*Information provided:*

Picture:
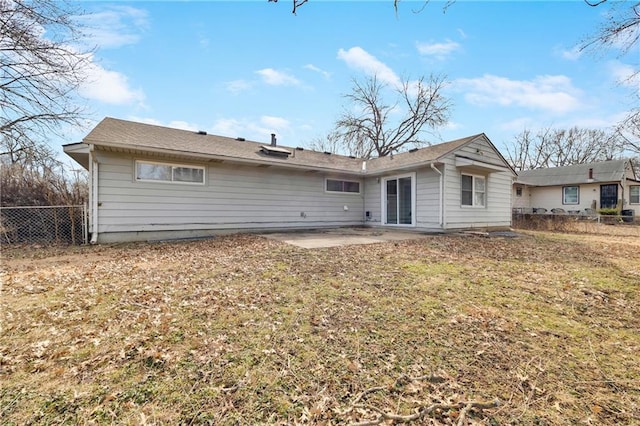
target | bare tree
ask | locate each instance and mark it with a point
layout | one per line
(31, 175)
(559, 147)
(332, 142)
(41, 68)
(621, 31)
(298, 3)
(368, 126)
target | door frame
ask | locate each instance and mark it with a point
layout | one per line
(383, 199)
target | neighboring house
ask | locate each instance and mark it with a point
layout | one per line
(150, 182)
(605, 184)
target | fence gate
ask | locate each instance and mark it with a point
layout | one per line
(44, 224)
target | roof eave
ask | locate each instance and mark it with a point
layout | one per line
(222, 158)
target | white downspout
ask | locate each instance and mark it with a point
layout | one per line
(441, 209)
(93, 165)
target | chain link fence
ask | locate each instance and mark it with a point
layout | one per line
(44, 225)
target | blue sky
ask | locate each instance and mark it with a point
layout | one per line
(251, 68)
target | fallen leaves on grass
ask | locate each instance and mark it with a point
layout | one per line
(244, 330)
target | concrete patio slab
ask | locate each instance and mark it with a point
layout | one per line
(342, 236)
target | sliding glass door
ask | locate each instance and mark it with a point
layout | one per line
(399, 200)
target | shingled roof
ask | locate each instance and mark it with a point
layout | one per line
(122, 135)
(604, 171)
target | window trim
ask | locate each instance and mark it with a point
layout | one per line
(326, 182)
(630, 195)
(173, 167)
(473, 204)
(564, 197)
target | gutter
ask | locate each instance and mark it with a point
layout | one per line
(93, 172)
(441, 201)
(200, 157)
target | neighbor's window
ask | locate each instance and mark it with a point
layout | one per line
(570, 195)
(634, 194)
(473, 190)
(334, 185)
(163, 172)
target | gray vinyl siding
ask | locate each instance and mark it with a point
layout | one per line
(427, 199)
(372, 201)
(497, 210)
(233, 197)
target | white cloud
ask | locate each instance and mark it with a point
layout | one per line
(550, 93)
(277, 78)
(325, 74)
(624, 74)
(359, 59)
(438, 50)
(571, 54)
(251, 128)
(237, 86)
(115, 26)
(110, 87)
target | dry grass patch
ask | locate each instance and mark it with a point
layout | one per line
(244, 330)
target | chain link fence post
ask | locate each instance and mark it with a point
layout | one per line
(44, 224)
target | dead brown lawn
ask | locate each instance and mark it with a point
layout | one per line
(245, 330)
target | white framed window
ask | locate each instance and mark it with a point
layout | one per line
(518, 191)
(570, 195)
(634, 194)
(344, 186)
(148, 171)
(473, 190)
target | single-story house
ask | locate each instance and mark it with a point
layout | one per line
(151, 182)
(574, 189)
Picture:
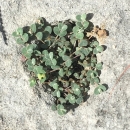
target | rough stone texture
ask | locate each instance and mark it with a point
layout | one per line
(22, 108)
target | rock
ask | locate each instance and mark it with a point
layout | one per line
(23, 109)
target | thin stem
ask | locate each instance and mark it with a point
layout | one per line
(53, 70)
(54, 41)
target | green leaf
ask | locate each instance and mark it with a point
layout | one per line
(20, 41)
(38, 70)
(71, 98)
(33, 61)
(99, 48)
(62, 34)
(95, 51)
(61, 110)
(28, 50)
(83, 17)
(61, 72)
(58, 93)
(29, 62)
(83, 43)
(39, 35)
(32, 82)
(33, 28)
(79, 35)
(68, 62)
(78, 17)
(99, 89)
(54, 85)
(96, 80)
(86, 51)
(85, 24)
(75, 29)
(76, 89)
(79, 24)
(79, 100)
(20, 31)
(48, 29)
(62, 100)
(41, 76)
(94, 44)
(56, 30)
(45, 35)
(25, 37)
(48, 58)
(65, 57)
(53, 107)
(99, 66)
(64, 27)
(15, 34)
(30, 68)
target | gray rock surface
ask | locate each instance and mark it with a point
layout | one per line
(23, 108)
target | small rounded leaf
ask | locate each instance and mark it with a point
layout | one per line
(99, 66)
(25, 37)
(32, 82)
(39, 35)
(33, 28)
(79, 35)
(20, 41)
(83, 43)
(78, 17)
(48, 29)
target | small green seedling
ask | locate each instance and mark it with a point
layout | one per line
(62, 57)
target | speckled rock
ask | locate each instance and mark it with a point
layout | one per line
(23, 108)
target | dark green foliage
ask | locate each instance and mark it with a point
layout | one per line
(62, 57)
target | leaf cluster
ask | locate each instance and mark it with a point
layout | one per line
(62, 57)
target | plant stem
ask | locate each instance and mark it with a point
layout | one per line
(54, 41)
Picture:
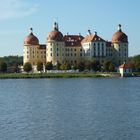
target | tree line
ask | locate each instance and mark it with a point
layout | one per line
(12, 64)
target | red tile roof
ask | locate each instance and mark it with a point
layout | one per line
(109, 44)
(43, 47)
(125, 66)
(73, 40)
(92, 38)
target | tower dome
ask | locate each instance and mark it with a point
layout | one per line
(31, 39)
(119, 36)
(55, 35)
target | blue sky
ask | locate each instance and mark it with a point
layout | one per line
(75, 16)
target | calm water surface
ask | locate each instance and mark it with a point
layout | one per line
(70, 109)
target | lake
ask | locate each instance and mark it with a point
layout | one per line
(70, 109)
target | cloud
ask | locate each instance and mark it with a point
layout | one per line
(10, 9)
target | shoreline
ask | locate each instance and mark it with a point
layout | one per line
(60, 75)
(56, 75)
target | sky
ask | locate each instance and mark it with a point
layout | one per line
(74, 17)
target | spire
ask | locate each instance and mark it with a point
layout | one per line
(55, 26)
(119, 27)
(89, 32)
(95, 33)
(31, 30)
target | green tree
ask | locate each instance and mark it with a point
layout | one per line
(88, 65)
(81, 66)
(108, 66)
(27, 67)
(3, 66)
(58, 65)
(95, 65)
(39, 66)
(137, 66)
(49, 66)
(65, 66)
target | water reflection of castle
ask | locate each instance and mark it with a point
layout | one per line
(75, 48)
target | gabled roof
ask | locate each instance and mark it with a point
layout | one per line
(125, 66)
(109, 44)
(73, 40)
(92, 38)
(43, 47)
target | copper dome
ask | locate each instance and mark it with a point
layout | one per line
(119, 36)
(31, 39)
(55, 35)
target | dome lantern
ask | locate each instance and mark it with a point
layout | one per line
(31, 39)
(119, 36)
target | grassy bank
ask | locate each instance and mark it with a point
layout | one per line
(54, 75)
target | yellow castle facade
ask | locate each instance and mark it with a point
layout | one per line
(75, 48)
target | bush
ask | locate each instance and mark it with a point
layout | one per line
(27, 67)
(65, 66)
(81, 66)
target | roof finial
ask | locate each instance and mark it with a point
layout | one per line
(119, 27)
(31, 30)
(89, 32)
(55, 26)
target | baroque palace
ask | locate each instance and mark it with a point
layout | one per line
(75, 48)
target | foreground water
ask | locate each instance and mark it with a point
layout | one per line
(70, 109)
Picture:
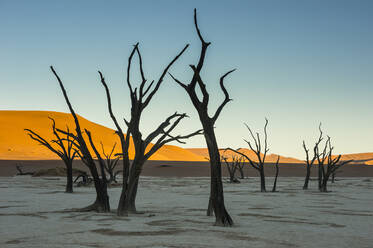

*What is asked:* Starting at the line that contains "target | yellow castle facade" and ending with the last of the lines above, reproduce every one of those lines in full, raising each point coordinate by 61. Leave the pictures out.

*Response to the task:*
target | yellow castle facade
ask | locate each instance and mark it with a point
layout | one per line
(136, 109)
target | bush
ask | locate each instance and mark it with a point
layout | one per line
(88, 128)
(126, 127)
(142, 127)
target | roof finial
ask | locate each instance and mark it with a point
layout | one per line
(180, 88)
(92, 91)
(150, 93)
(116, 87)
target | baroque palace
ask | locate each instance and mark it with a point
layout | one per line
(136, 109)
target | foreground water
ask | locate each instance and mark it with a point
layout | one per line
(131, 170)
Picture:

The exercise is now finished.